== EXERCISE SET ==
• A. In the St. John's Wort thread, which substance in the plant is currently thought to decrease the symptoms of depression?
• B. From the St. John's Wort thread, quote the passage starting at "I generally think" and ending at "about major diagnoses.".
• C. Does the St. John's Wort thread support each statement below? Answer yes or no for each, and quote the words from the thread that decide it.
(i) The first poster has trouble falling asleep.
(ii) The reply names birth control pills as something St. John's Wort can interact with.
(iii) The reply says hyperforin is more studied than hypericin.

== EXCERPT TO READ ==
------------

# St. JOhn's Wort for mild depression?



## highwood (Jan 12, 2012)

Anybody taking this? I think I am going to try it. Seems like many studies back it up for mild depression not major depression.

I find I have insomnia (no trouble falling asleep but wake up ultra early with my mind wide awake) I fall asleep 9:30 or 10:00 easily but then wake up at 4:30 wide awake. Even though I feel tired like I could sleep more my mind is too active and not relaxed at that time.

I heard that it too can help with sleep disorders as well.


----------



## COGypsy (Aug 12, 2010)

I generally think that supplements are a poor choice to treat serious medical conditions. They are non-standardized, unregulated and yet have all of the side effects and precautions of prescribed medications.

First off, have you been diagnosed with depression? Has your insomnia been evaluated? If there is no concrete diagnosis, you may be trying to treat something you don't even have. For example, the symptoms you describe can be ascribed to thyroid problems just as easily as they could be related to clinical depression or situational depression. St. John's Wort can also make underlying psychological issues worse, so I would suggest a workup to make sure that there aren't any concerns about major diagnoses.

The second part is that you have no real idea to evaluate what you're buying/consuming. You can take a capsule that says 500 mg of St. John's Wort, but there often is no way to tell what the concentration of the active ingredient is or how it's derived. In this instance, the plant is St. John's Wort, but the substance in the plant that can decrease the symptoms of depression is currently thought to be hyperforin. You would want to consume a standard amount of hyperforin rather than a consistent number of milligrams of shrubbery. However it can be difficult to determine how much hyperforin is in a capsule because that will vary according to growth conditions, plant health, plant sourcing, how the plants were handled with regard to exposure to light and air after harvest....any number of variables can affect the actual dosage that you're taking from pill to pill, bottle to bottle or brand to brand.

That being said, St. John's Wort is well-reviewed. The more common active ingredient, hypericin is more studied than the ingredient that is looking to be more effective, but overall it has good outcomes for mild mood disturbances. St. John's Wort interacts with a number of prescription and over the counter medications, so it is wise to cross check what you may currently be taking. Some common examples are birth control pills and allergy medications. So the interactions can be with important meds that we may not always think about as "medicine" because we take them as needed or so routinely we forget. But yeah, I'm guessing that pregnancy is NOT a cure for insomnia or depression, so it's best to check out interactions with stuff you may already be taking!

------------

== MATERIAL PROVIDED ==
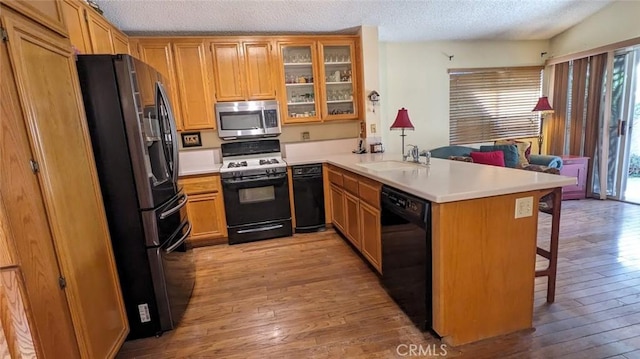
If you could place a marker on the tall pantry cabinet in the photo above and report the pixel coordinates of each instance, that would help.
(60, 296)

------------

== OUTPUTS BY TASK ==
• A. Hyperforin.

• B.
I generally think that supplements are a poor choice to treat serious medical conditions. They are non-standardized, unregulated and yet have all of the side effects and precautions of prescribed medications.

First off, have you been diagnosed with depression? Has your insomnia been evaluated? If there is no concrete diagnosis, you may be trying to treat something you don't even have. For example, the symptoms you describe can be ascribed to thyroid problems just as easily as they could be related to clinical depression or situational depression. St. John's Wort can also make underlying psychological issues worse, so I would suggest a workup to make sure that there aren't any concerns about major diagnoses.

• C.
(i) No: "no trouble falling asleep but wake up ultra early with my mind wide awake"
(ii) Yes: "Some common examples are birth control pills and allergy medications."
(iii) No: "The more common active ingredient, hypericin is more studied than the ingredient that is looking to be more effective"